▶ _Quoted passage_
--- Start ---
When a input need to be solved, an associated pair is taken under examination. If the bucket of zeros weights more than the bucket of ones, the result is zero. Also when the weights are equal the result is zero. If the bucket of ones weights more, the result is one.

Beuron can adapt to change by forgetting. If the buckets were infinite, the result would simply be the most frequent one. In another words the result would be based on all the learned data. What if the logical function changes? To learn the new function, infinite beuron would need at least same amount of learning samples as it has already learned. To avoid that the bucket pairs can have a size limit.

A bucket pair with a size limit decreases the effect of previous samples as news are learned. Smaller the limit, larger the effect of new samples. In practice, before new sample is added to a bucket, beuron makes sure that there is enough space in the pair of the bucket. If the space would be exceeded both buckets are multiplied with number < 1 so that there is room for one sample. As an outcome the effect of previous samples is reduced.
--- End ---
▶ _What the task asks_
Return the stretch of the beuron passage from "A bucket pair" through "samples is reduced.", copied word for word. Rely only on the beuron passage.

▶ _Supplied material_
--- Start ---
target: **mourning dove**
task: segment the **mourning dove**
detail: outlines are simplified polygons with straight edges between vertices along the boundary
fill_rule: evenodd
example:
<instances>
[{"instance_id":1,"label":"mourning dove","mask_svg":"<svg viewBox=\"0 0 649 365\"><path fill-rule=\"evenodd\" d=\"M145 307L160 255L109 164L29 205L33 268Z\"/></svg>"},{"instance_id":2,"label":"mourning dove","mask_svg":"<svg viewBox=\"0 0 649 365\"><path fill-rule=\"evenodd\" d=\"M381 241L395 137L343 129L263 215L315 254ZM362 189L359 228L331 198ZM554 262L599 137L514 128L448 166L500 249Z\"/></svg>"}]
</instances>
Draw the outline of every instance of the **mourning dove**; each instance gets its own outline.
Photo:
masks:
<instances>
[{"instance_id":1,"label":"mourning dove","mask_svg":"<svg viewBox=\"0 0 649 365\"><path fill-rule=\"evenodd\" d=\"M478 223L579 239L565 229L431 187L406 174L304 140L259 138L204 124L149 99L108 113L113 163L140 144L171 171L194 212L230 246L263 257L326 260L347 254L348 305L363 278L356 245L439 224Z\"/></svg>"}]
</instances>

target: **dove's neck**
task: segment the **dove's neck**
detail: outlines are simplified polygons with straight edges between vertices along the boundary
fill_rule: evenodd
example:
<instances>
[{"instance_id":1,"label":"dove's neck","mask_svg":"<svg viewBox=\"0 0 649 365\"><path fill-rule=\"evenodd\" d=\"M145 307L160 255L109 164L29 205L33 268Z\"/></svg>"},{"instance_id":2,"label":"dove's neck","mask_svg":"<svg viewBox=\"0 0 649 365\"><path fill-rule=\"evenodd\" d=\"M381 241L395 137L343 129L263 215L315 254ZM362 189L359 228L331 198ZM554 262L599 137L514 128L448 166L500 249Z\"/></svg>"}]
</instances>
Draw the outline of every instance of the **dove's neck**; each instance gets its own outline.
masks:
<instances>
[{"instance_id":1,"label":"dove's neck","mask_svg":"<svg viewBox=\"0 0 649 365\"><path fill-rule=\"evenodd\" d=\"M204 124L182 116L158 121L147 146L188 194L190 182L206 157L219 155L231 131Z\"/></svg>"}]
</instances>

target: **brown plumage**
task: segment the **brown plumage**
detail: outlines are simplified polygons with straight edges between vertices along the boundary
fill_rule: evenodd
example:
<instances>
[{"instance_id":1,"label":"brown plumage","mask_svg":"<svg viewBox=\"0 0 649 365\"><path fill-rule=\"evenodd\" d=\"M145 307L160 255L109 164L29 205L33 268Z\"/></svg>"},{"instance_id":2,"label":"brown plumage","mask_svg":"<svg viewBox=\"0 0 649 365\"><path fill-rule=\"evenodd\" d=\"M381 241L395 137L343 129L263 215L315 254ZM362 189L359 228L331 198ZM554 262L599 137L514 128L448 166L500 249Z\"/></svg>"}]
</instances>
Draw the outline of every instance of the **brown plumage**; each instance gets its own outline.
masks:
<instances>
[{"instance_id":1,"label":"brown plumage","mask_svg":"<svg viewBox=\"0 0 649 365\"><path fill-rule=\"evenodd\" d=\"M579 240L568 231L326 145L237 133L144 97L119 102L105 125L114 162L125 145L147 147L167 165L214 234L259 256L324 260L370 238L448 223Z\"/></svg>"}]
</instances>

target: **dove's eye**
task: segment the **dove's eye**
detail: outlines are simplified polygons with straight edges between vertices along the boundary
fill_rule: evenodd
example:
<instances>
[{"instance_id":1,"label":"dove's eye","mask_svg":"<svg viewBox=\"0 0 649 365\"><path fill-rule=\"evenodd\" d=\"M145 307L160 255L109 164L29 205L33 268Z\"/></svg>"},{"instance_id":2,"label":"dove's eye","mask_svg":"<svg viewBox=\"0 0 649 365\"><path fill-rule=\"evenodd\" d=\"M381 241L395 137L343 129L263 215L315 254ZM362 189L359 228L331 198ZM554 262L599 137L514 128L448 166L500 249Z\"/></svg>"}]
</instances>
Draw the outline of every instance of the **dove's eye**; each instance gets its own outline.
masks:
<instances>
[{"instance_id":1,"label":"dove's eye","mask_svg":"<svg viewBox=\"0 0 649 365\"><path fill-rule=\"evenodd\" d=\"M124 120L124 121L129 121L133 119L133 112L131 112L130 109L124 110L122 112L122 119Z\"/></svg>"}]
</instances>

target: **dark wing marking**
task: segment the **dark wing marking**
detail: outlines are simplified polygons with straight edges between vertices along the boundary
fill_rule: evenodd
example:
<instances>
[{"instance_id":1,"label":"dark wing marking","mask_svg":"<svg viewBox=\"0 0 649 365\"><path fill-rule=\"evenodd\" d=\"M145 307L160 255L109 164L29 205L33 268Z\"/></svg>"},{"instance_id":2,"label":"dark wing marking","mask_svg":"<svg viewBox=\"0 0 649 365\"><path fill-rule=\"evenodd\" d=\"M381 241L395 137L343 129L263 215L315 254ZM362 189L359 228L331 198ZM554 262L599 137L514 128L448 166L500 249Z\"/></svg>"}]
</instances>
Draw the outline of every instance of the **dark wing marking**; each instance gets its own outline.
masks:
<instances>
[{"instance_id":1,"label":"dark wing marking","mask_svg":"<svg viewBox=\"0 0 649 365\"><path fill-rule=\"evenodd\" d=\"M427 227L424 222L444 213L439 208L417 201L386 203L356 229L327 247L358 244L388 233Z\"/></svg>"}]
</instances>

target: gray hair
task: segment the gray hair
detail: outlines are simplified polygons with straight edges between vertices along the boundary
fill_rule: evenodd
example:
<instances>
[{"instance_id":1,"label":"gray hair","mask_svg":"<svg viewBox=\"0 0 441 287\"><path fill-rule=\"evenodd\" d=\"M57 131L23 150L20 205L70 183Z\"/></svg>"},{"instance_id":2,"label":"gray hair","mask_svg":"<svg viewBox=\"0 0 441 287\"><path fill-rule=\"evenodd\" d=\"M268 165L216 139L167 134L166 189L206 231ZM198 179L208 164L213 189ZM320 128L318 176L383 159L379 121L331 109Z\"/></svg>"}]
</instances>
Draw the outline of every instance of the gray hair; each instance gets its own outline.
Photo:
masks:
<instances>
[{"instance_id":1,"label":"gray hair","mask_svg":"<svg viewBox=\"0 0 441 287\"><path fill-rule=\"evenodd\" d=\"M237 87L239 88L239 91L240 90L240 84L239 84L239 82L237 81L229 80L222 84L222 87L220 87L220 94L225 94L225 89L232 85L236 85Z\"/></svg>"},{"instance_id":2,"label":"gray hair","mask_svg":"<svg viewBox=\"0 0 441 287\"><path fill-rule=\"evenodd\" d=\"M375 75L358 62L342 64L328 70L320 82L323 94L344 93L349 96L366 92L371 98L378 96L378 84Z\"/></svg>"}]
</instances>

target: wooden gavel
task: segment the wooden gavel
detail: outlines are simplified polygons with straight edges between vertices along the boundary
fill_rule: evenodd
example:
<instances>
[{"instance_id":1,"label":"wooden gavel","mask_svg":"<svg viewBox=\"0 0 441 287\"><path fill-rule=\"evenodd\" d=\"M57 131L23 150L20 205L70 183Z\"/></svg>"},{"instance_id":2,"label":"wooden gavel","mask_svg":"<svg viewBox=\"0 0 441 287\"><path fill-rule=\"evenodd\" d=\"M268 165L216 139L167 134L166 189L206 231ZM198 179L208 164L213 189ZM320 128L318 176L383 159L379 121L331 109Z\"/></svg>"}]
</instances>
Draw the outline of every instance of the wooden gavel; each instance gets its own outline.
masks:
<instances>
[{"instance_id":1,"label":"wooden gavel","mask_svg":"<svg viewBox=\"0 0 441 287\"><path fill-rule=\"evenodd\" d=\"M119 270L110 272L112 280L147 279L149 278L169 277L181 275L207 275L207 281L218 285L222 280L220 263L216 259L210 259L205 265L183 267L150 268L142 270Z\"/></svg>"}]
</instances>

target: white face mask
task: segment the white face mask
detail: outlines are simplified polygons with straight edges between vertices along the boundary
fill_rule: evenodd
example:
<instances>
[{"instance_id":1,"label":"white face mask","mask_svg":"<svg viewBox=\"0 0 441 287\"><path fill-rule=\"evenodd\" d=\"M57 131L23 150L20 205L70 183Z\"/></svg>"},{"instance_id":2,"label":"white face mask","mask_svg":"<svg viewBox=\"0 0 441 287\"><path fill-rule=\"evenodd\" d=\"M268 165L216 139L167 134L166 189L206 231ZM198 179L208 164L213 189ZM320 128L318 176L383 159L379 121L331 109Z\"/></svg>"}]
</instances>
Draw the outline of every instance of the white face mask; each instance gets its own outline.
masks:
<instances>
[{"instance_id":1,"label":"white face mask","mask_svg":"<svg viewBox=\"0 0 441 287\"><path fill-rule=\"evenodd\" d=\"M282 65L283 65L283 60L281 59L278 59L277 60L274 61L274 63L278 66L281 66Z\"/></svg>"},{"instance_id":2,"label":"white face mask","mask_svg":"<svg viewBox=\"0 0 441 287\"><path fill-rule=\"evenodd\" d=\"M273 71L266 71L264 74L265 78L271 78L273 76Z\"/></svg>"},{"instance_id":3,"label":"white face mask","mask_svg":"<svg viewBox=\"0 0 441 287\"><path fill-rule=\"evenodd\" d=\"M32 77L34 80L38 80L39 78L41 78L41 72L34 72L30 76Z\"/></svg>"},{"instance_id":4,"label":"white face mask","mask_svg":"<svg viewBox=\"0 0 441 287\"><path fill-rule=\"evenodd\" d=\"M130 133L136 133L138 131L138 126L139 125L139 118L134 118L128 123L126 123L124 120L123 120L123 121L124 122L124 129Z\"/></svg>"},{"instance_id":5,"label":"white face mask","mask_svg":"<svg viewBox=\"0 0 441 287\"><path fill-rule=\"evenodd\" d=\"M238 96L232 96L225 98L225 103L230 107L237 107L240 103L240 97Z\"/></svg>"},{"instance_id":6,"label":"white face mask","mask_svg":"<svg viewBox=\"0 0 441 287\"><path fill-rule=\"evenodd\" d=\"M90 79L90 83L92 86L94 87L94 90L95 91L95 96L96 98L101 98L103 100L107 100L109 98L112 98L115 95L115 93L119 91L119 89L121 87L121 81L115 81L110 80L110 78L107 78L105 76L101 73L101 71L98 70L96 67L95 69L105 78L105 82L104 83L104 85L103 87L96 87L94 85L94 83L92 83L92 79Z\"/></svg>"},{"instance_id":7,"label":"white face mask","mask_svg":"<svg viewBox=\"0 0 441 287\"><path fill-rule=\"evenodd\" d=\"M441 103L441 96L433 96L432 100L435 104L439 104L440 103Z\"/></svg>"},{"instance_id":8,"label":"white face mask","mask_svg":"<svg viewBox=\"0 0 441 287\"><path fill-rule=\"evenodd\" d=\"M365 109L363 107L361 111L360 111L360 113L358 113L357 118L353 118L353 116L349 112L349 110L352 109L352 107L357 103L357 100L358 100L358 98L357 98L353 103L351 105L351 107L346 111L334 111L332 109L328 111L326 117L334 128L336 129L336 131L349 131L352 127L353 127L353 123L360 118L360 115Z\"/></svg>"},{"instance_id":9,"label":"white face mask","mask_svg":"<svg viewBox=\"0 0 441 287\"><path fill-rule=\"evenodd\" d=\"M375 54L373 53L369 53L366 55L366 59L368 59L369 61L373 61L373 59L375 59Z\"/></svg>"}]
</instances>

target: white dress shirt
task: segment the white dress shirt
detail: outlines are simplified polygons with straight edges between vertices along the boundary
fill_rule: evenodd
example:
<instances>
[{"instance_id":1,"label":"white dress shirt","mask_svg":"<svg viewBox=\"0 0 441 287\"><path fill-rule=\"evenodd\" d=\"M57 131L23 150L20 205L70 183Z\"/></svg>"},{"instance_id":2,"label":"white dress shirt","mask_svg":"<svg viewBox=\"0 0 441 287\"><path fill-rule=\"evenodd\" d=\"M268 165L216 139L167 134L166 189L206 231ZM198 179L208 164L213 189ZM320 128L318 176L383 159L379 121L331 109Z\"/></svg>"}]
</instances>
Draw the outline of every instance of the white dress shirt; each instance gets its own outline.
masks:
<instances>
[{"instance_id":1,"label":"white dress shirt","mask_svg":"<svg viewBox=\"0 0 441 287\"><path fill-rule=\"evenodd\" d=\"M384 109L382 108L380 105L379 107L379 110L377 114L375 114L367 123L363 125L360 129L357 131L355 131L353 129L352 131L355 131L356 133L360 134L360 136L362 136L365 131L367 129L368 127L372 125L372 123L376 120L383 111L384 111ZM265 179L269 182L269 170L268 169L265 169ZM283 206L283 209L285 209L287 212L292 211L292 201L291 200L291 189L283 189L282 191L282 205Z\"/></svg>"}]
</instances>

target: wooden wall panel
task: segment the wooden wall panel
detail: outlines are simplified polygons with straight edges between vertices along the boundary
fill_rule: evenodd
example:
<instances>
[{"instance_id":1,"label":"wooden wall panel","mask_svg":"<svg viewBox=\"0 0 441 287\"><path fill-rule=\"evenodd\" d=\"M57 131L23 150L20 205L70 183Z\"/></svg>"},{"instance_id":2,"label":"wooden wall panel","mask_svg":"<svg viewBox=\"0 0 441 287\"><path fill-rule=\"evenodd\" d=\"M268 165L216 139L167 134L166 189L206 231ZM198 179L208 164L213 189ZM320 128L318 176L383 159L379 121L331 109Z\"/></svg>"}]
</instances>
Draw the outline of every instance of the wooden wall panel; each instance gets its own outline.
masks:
--- End ---
▶ _Task answer_
A bucket pair with a size limit decreases the effect of previous samples as news are learned. Smaller the limit, larger the effect of new samples. In practice, before new sample is added to a bucket, beuron makes sure that there is enough space in the pair of the bucket. If the space would be exceeded both buckets are multiplied with number < 1 so that there is room for one sample. As an outcome the effect of previous samples is reduced.